What this task involves | Update the records between the line holding "For the evaluation set, tag every instance of the forest" and the line holding "[[123, 272], [176, 282], [474, 327], [716, 388], [290, 286]]", inclusive, by changing "Point coordinates" to "Point locations" and leaving everything else the same. Give only those lines.

Records from a data collection:
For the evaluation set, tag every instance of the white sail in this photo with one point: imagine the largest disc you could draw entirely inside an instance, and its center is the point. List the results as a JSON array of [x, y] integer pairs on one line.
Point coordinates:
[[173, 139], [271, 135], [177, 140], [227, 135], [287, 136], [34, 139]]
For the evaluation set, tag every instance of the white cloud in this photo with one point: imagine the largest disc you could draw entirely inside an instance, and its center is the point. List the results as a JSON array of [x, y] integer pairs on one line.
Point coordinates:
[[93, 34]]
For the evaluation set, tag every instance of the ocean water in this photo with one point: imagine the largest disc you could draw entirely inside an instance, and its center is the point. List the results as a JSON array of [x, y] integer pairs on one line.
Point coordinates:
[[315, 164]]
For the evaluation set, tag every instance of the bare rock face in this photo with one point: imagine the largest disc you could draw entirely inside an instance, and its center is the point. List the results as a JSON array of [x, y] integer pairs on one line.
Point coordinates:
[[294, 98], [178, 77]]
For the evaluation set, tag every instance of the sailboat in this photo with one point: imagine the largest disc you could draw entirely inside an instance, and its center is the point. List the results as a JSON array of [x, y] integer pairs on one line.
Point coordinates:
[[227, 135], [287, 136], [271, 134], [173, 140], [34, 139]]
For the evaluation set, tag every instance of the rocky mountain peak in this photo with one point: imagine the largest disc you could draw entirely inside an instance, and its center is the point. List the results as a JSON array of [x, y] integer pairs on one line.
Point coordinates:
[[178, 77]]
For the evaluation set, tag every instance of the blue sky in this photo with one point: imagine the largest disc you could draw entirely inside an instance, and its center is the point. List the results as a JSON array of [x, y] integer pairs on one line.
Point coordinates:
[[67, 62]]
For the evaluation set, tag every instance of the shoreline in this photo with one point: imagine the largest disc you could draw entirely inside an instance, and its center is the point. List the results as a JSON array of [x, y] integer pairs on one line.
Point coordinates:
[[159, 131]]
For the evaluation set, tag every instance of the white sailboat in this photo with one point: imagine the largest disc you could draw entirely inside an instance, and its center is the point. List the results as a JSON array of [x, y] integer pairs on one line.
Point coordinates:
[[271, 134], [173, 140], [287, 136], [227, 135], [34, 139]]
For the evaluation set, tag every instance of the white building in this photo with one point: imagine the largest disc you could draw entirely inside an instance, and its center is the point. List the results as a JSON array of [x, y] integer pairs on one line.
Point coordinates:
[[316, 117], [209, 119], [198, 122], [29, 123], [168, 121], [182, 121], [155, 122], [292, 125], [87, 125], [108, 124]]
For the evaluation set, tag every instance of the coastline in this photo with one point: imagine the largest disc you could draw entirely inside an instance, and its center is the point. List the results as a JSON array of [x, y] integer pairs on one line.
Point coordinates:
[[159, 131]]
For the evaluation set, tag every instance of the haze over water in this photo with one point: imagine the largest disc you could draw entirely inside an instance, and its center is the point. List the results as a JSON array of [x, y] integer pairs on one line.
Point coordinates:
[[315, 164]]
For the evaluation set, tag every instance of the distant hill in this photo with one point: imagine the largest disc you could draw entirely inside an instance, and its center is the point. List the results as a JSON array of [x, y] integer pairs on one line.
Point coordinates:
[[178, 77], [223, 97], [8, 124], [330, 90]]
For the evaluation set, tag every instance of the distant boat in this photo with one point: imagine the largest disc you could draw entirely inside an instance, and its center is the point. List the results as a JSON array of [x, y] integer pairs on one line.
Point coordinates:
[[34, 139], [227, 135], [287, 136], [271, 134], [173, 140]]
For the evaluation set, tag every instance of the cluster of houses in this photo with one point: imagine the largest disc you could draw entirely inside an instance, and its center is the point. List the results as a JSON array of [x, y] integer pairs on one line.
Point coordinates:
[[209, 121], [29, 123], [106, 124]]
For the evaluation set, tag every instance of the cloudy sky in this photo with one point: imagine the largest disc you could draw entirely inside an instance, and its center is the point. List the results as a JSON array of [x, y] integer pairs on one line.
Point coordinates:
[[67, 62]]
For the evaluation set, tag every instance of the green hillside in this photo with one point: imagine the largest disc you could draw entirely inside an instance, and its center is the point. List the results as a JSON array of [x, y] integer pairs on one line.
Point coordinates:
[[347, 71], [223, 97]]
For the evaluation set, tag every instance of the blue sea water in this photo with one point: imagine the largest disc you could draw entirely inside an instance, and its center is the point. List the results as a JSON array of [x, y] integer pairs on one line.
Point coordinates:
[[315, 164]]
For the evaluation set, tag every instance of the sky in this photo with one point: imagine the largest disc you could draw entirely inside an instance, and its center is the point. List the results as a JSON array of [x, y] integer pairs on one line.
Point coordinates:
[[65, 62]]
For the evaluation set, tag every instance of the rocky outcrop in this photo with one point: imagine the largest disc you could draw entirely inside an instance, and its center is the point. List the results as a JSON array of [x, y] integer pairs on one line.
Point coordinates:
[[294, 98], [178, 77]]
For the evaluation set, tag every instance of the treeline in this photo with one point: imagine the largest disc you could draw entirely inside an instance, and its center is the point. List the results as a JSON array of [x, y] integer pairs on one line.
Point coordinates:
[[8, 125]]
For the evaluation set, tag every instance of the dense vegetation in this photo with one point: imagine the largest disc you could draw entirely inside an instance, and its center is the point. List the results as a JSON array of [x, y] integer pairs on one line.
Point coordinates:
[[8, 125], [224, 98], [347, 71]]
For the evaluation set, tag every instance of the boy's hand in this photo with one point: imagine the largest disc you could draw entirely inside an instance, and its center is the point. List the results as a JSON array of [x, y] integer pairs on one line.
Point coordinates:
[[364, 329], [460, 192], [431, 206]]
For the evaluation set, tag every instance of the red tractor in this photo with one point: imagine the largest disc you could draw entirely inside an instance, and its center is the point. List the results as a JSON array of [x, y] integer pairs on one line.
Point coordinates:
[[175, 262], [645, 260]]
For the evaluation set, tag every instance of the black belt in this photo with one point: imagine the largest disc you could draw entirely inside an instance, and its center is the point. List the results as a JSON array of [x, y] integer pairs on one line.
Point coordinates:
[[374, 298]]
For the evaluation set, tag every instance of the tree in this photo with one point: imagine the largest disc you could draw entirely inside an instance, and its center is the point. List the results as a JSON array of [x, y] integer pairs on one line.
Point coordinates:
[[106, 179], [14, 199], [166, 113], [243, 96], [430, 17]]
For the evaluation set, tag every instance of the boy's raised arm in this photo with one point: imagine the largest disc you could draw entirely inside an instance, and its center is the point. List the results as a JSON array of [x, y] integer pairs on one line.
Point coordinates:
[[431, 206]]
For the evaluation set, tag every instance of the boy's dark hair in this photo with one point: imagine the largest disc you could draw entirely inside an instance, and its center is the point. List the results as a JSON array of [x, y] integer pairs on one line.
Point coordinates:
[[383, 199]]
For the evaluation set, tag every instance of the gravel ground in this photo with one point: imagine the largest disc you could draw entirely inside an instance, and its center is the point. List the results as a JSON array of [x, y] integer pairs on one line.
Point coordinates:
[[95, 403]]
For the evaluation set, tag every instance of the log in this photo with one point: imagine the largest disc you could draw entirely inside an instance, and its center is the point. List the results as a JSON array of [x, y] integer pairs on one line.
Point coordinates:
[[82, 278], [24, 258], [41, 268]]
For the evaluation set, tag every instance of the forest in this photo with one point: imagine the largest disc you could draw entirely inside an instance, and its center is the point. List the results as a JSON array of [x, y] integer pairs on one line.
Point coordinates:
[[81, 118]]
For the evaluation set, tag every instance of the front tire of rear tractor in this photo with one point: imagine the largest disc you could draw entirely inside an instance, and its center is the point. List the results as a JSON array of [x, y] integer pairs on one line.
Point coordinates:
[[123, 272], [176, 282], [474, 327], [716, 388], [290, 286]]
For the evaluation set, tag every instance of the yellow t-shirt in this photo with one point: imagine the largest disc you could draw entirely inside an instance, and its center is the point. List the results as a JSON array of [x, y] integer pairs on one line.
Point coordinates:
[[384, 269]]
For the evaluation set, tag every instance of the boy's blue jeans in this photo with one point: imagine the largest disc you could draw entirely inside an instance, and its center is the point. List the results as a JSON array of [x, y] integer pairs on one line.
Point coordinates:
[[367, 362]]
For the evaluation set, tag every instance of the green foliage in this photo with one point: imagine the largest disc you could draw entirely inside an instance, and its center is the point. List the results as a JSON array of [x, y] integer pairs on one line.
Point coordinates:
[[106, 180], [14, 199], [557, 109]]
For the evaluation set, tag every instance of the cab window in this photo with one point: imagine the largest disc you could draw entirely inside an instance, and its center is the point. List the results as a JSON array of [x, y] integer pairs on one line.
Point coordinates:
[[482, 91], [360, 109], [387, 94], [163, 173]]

Correct output |
For the evaluation set, tag every instance of the forest in this photo with one point: imagine the largest disc you could draw entirely inside an instance, and its center is the point. List the results as a JSON array of [x, y] integer pairs on one line.
Point locations:
[[81, 118]]
For the evaluation set, tag every instance of the front tire of rear tractor in this photo with one point: imagine the largest disc you could draw entirely inside an instance, and its center is the point. List the results as a JSON array of [x, y] integer pairs on one line.
Point locations:
[[123, 272], [176, 282], [474, 327], [716, 388], [290, 286]]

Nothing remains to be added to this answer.